## EXERCISE PASSAGE
UW-Platteville EMS Engineering Seminars Provide Job Insights
What does it take to be able to start and finish an engineering project? To get insight into real-life engineering projects, students can attend the UW-Platteville EMS Engineering Seminar Series, which brings real-world experiences and projects to students and the public. Dr. Danny Xiao is an assistant professor of civil engineering and is the organizer of these events.
According to Dr. Xiao, the point of these seminars is to “empower each student to become broader in perspective, intellectually more astute and contribute wisely to our community,” and the series “provides a networking opportunity for attendees.”
Due to COVID-19, these seminars have moved online, so they have become less of a networking event and more an insight into a real-life engineering project.
One of these seminars took place on Nov. 10. The guest speakers for this event were Lauren Ray, a UW-Platteville alumna and structural engineer, and Marc Ruden, a University of Iowa alumnus and municipal engineer. Both Ray and Ruden are from an engineering and architecture firm called IIW, P.C.
The project that they are working on is the Bee Branch Pumping Station, which was started because Dubuque has flooding issues during storms. This project was started in 2008 and was expected to be completed in 2021. Due to COVID-19, this project has been pushed back, and the bidding for construction of this project does not start until 2021.
When coming up with a design for this new pumping station, Ray and Ruden had to make sure they were solving multiple problems. The plans for this project are to replace the flood gates, repair the concrete gate and wing walls, and find a way to release pressure from the pumping station.
“Another element here is the maintenance of the existing pumping station, it’s very difficult,” Ruden said.
“The standby generators and turbine pumps were only able to be removed by cranes due to low lying high voltage powerlines that were in the area,” Ruden explained. “Also, with the old station, they could only access the main gate seal by diving underwater. With the new design of the pumping station, they are able to utilize the current 12×12 culverts for easier construction. With the new pumping station, they wanted to fix these things for easier maintenance so that this station will be able to stay operational for a long time,” Ruden said.
Ruden’s main tips for running a project are not to get discouraged by any setbacks and to model the designs on the computer. One thing that everyone should know while working on a project is that there tend to be unexpected delays, and people must do their best to work around them. If people don’t work around these setbacks, the project will keep getting pushed back.
Modeling designs on the computer is a very helpful technique to determine where everything will fit, how it all looks and make sure everything needed is included in the design. For these projects, three different modeling software programs were used.
“As a structural design team there were several times throughout the process that we kind of patted ourselves on the back or thanked ourselves for deciding to go this way with modeling everything in three dimensions, because there’s a lot of complexity to the structure and just understanding how everything fits together was so much easier when we modeled it in 3D,” Ray said.

## YOUR INSTRUCTIONS
Decide whether each statement agrees with the seminar article, answering yes or no and quoting the article's deciding words: 1. The Bee Branch Pumping Station project began in 2008. 2. Lauren Ray is a University of Iowa graduate. 3. Three different modeling software programs were used for these projects. The material after this point comes from a different source than the seminar article.

## DATA EXTRACT
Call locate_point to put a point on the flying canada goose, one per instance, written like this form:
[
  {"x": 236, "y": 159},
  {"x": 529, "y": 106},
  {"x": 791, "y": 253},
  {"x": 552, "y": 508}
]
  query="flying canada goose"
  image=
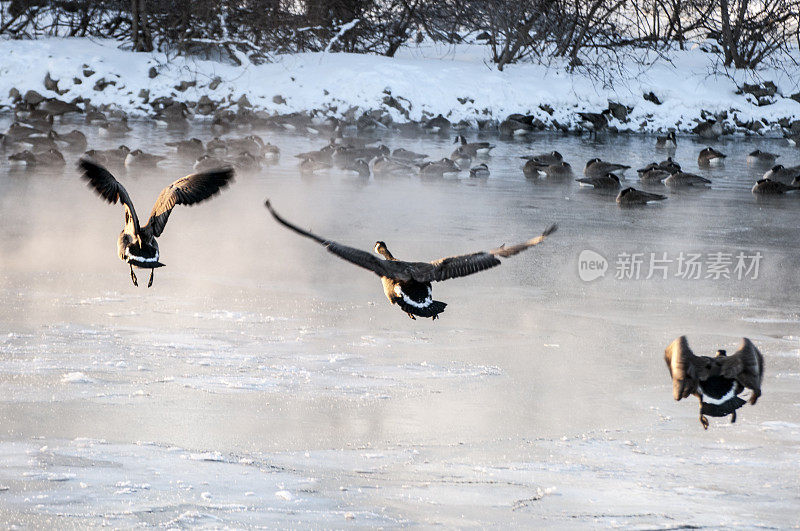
[
  {"x": 408, "y": 284},
  {"x": 607, "y": 181},
  {"x": 770, "y": 187},
  {"x": 761, "y": 157},
  {"x": 710, "y": 157},
  {"x": 599, "y": 168},
  {"x": 137, "y": 244},
  {"x": 473, "y": 149},
  {"x": 681, "y": 179},
  {"x": 716, "y": 381},
  {"x": 632, "y": 196},
  {"x": 667, "y": 142}
]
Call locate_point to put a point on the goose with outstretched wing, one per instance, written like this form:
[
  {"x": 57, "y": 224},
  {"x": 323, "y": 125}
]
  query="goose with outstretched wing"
[
  {"x": 716, "y": 381},
  {"x": 137, "y": 245},
  {"x": 408, "y": 284}
]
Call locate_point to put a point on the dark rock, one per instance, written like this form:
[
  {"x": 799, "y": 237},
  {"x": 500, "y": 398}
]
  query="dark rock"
[
  {"x": 184, "y": 85},
  {"x": 205, "y": 105},
  {"x": 50, "y": 83},
  {"x": 101, "y": 84},
  {"x": 652, "y": 98},
  {"x": 243, "y": 102},
  {"x": 762, "y": 90},
  {"x": 32, "y": 98},
  {"x": 619, "y": 111}
]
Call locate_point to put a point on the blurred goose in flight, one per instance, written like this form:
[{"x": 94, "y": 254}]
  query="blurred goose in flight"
[
  {"x": 599, "y": 168},
  {"x": 710, "y": 157},
  {"x": 667, "y": 142},
  {"x": 473, "y": 149},
  {"x": 632, "y": 196},
  {"x": 607, "y": 181},
  {"x": 770, "y": 187},
  {"x": 761, "y": 157},
  {"x": 682, "y": 179},
  {"x": 408, "y": 284},
  {"x": 716, "y": 381},
  {"x": 137, "y": 245}
]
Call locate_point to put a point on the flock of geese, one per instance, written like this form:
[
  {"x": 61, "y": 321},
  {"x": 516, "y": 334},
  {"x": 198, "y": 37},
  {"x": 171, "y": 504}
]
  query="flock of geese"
[{"x": 716, "y": 381}]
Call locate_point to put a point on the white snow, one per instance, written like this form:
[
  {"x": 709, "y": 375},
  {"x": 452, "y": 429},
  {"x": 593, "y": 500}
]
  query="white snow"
[{"x": 429, "y": 79}]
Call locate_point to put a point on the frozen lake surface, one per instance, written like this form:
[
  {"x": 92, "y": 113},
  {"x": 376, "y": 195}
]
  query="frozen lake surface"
[{"x": 262, "y": 382}]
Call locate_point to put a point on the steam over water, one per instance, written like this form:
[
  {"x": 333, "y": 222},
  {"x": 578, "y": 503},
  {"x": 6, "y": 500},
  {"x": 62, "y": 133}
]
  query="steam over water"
[{"x": 262, "y": 381}]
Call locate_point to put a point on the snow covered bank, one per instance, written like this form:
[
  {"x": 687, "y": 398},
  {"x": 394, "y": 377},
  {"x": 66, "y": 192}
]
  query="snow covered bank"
[{"x": 420, "y": 83}]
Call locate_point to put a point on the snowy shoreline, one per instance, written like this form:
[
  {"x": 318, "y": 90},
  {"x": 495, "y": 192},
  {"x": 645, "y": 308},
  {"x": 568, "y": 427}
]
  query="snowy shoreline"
[{"x": 415, "y": 86}]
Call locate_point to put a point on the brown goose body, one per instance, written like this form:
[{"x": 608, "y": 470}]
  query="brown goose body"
[
  {"x": 137, "y": 245},
  {"x": 408, "y": 284},
  {"x": 718, "y": 381}
]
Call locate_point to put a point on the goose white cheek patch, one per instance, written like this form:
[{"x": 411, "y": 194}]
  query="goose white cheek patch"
[{"x": 411, "y": 302}]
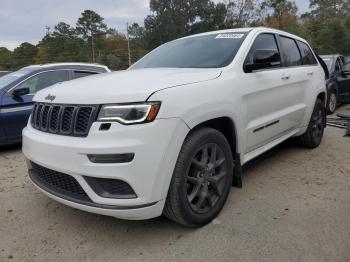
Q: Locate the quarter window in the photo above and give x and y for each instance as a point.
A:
(291, 55)
(306, 54)
(43, 80)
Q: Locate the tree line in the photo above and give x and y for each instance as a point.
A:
(326, 26)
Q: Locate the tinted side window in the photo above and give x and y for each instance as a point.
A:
(44, 80)
(79, 74)
(262, 42)
(291, 55)
(306, 54)
(338, 66)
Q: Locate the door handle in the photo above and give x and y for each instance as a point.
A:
(285, 77)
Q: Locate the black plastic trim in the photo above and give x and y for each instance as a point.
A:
(111, 158)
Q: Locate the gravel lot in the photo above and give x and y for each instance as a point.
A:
(294, 206)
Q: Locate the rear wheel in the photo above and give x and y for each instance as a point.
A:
(313, 136)
(202, 179)
(332, 102)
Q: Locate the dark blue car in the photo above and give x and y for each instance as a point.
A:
(18, 88)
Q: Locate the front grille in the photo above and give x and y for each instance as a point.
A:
(67, 187)
(69, 120)
(58, 183)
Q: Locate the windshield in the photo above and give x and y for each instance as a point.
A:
(11, 77)
(209, 51)
(328, 62)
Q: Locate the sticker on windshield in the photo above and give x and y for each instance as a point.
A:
(229, 36)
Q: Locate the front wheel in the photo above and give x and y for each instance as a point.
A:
(201, 180)
(313, 136)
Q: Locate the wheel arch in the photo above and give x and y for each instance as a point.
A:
(224, 125)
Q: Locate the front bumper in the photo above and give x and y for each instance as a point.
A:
(156, 146)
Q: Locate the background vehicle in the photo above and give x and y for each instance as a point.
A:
(170, 134)
(2, 73)
(18, 88)
(338, 84)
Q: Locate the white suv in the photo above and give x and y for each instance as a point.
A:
(170, 134)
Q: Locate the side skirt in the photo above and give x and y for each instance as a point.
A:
(237, 172)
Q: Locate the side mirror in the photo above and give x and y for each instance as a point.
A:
(263, 58)
(346, 69)
(21, 92)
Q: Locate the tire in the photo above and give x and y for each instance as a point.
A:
(198, 190)
(313, 136)
(331, 102)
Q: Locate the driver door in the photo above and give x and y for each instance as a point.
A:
(16, 110)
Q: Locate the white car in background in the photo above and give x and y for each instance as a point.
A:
(170, 134)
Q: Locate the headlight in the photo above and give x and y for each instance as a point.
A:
(129, 113)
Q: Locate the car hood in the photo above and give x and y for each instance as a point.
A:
(123, 86)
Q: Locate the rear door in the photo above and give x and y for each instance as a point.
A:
(16, 110)
(274, 97)
(343, 79)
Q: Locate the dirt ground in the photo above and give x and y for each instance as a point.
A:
(294, 206)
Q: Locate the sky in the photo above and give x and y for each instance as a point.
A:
(25, 21)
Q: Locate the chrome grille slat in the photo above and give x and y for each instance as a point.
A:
(69, 120)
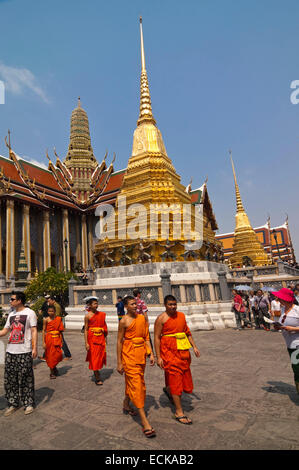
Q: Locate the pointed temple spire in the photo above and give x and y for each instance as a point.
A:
(240, 207)
(80, 160)
(246, 245)
(145, 113)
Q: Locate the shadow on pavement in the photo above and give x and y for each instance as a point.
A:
(64, 370)
(106, 374)
(284, 389)
(42, 393)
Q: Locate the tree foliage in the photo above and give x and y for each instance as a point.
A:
(50, 282)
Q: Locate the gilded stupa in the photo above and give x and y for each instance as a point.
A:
(246, 247)
(80, 160)
(151, 181)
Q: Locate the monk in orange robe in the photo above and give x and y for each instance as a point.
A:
(173, 340)
(133, 346)
(95, 332)
(52, 340)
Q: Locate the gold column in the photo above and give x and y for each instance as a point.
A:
(90, 241)
(10, 238)
(1, 264)
(78, 245)
(26, 235)
(46, 240)
(66, 236)
(84, 242)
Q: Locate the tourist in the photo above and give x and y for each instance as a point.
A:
(95, 333)
(132, 348)
(239, 309)
(120, 308)
(275, 309)
(52, 340)
(262, 307)
(251, 301)
(20, 352)
(246, 314)
(141, 305)
(290, 328)
(173, 340)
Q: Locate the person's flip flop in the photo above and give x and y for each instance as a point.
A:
(129, 412)
(178, 418)
(149, 432)
(168, 395)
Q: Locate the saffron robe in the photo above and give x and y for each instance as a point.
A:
(176, 362)
(53, 340)
(97, 331)
(134, 359)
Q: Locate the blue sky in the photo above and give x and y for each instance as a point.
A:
(219, 75)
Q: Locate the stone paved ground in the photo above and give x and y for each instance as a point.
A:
(244, 398)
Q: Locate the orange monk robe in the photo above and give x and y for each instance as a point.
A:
(96, 340)
(134, 359)
(53, 340)
(176, 363)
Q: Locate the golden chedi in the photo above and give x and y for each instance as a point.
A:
(151, 181)
(246, 247)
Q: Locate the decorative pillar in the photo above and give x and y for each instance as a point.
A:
(46, 240)
(84, 242)
(10, 239)
(165, 282)
(26, 235)
(1, 263)
(72, 282)
(224, 289)
(66, 236)
(78, 244)
(90, 242)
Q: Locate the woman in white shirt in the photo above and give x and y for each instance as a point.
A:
(275, 309)
(290, 328)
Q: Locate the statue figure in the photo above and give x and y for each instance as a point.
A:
(189, 250)
(143, 255)
(168, 253)
(125, 258)
(107, 260)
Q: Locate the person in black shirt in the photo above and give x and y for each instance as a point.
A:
(120, 308)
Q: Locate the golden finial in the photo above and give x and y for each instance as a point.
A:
(240, 207)
(145, 111)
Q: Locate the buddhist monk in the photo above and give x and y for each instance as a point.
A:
(133, 346)
(173, 340)
(52, 340)
(95, 333)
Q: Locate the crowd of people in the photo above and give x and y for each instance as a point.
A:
(252, 310)
(171, 350)
(172, 342)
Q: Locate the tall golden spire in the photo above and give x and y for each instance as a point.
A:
(246, 243)
(240, 207)
(80, 160)
(145, 113)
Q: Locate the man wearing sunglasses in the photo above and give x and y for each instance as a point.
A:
(21, 349)
(289, 324)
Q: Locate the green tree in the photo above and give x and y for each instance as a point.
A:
(50, 282)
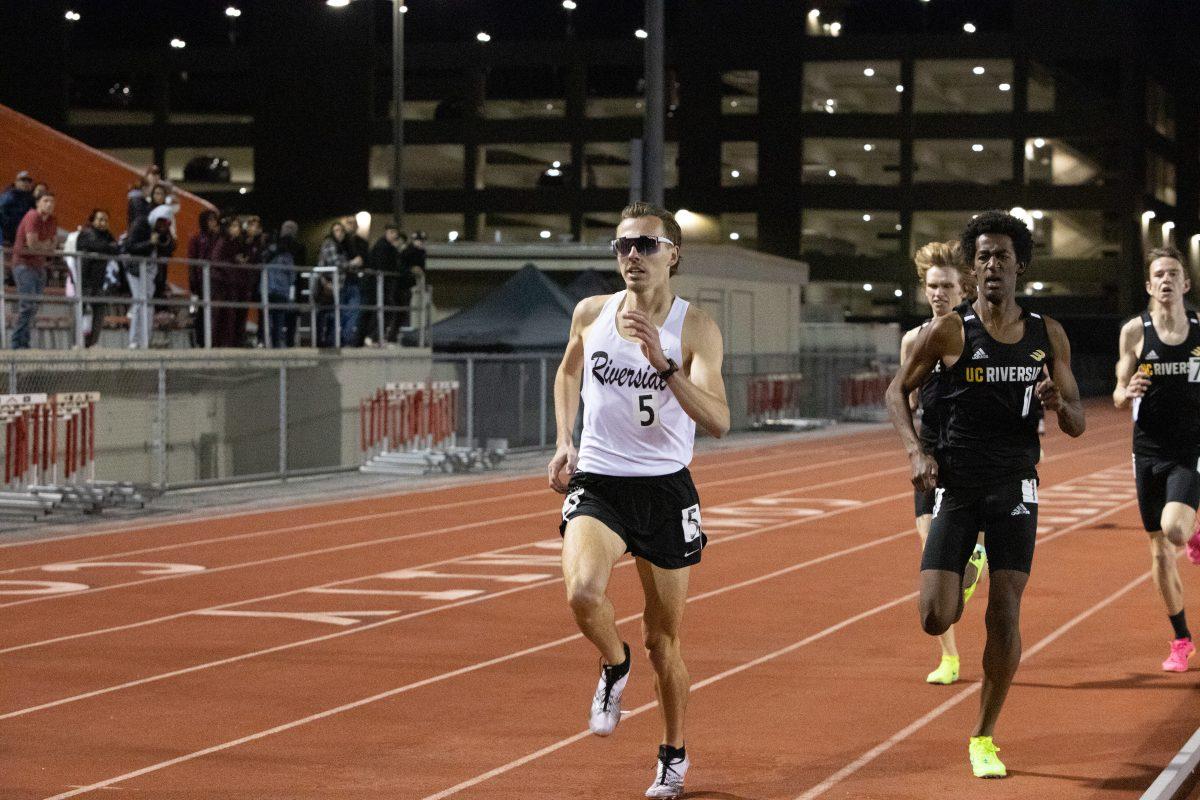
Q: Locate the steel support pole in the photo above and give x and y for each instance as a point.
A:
(264, 314)
(207, 300)
(337, 308)
(655, 102)
(379, 302)
(471, 402)
(541, 405)
(160, 429)
(283, 420)
(397, 106)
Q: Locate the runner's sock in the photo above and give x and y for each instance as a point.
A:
(1181, 626)
(672, 753)
(616, 672)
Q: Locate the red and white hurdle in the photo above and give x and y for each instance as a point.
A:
(49, 455)
(407, 427)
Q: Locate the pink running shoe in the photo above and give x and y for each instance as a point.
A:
(1193, 545)
(1181, 650)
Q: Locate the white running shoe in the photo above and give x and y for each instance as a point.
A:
(669, 777)
(606, 702)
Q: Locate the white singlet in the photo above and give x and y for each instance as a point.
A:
(633, 423)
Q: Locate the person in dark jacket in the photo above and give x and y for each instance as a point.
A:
(199, 248)
(153, 239)
(16, 200)
(383, 258)
(95, 238)
(288, 244)
(227, 284)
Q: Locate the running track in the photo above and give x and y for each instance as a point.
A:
(419, 647)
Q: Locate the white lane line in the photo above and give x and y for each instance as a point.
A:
(409, 615)
(943, 708)
(393, 692)
(904, 733)
(192, 518)
(399, 690)
(646, 707)
(426, 612)
(285, 594)
(346, 521)
(291, 557)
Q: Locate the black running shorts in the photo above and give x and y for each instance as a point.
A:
(922, 503)
(1162, 480)
(657, 517)
(1006, 512)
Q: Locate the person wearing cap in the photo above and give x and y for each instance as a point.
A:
(15, 203)
(34, 244)
(150, 238)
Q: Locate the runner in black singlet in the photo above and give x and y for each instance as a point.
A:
(1159, 371)
(1001, 362)
(947, 283)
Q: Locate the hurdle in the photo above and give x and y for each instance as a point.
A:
(51, 456)
(407, 428)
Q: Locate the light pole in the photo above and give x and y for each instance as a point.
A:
(397, 103)
(655, 103)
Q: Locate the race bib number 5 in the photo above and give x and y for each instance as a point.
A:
(646, 409)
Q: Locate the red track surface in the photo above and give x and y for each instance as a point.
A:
(465, 675)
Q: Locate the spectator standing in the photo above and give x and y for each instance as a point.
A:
(251, 277)
(153, 239)
(282, 257)
(334, 258)
(33, 247)
(227, 282)
(383, 258)
(95, 238)
(16, 202)
(352, 282)
(412, 268)
(199, 248)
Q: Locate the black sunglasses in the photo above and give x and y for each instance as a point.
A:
(645, 245)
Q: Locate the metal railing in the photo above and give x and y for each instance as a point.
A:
(201, 307)
(510, 395)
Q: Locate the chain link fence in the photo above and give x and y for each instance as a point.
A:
(173, 422)
(511, 396)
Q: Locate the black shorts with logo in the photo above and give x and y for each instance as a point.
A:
(658, 517)
(1165, 479)
(923, 501)
(1006, 512)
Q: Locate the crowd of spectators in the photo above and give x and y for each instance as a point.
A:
(118, 271)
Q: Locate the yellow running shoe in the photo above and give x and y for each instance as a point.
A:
(984, 762)
(946, 673)
(979, 561)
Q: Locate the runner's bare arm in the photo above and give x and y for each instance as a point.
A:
(1059, 391)
(567, 394)
(699, 385)
(1131, 383)
(906, 343)
(940, 341)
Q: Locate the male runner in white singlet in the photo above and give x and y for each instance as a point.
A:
(649, 366)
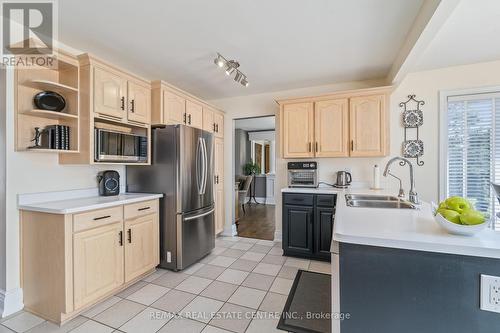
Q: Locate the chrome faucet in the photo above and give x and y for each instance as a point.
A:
(412, 196)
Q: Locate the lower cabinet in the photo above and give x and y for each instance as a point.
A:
(98, 262)
(72, 261)
(141, 245)
(308, 225)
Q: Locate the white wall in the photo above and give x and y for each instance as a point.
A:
(31, 173)
(426, 85)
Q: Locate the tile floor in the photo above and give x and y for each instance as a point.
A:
(234, 289)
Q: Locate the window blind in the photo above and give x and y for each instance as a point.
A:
(474, 149)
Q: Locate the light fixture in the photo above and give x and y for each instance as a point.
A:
(230, 67)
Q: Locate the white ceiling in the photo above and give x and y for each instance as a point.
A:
(470, 35)
(255, 124)
(281, 44)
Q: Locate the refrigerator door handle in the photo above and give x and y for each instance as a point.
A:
(200, 215)
(199, 168)
(205, 166)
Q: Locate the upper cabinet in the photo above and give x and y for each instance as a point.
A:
(110, 92)
(194, 114)
(297, 130)
(139, 98)
(174, 106)
(368, 130)
(331, 131)
(353, 123)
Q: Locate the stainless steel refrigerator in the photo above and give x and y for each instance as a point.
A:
(182, 169)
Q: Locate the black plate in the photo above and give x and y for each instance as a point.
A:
(50, 101)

## OUTPUT FOR THIS EXERCISE
1. Yes: "This project was started in 2008"
2. No: "Lauren Ray, a UW-Platteville alumna and structural engineer"
3. Yes: "For these projects, three different modeling software programs were used."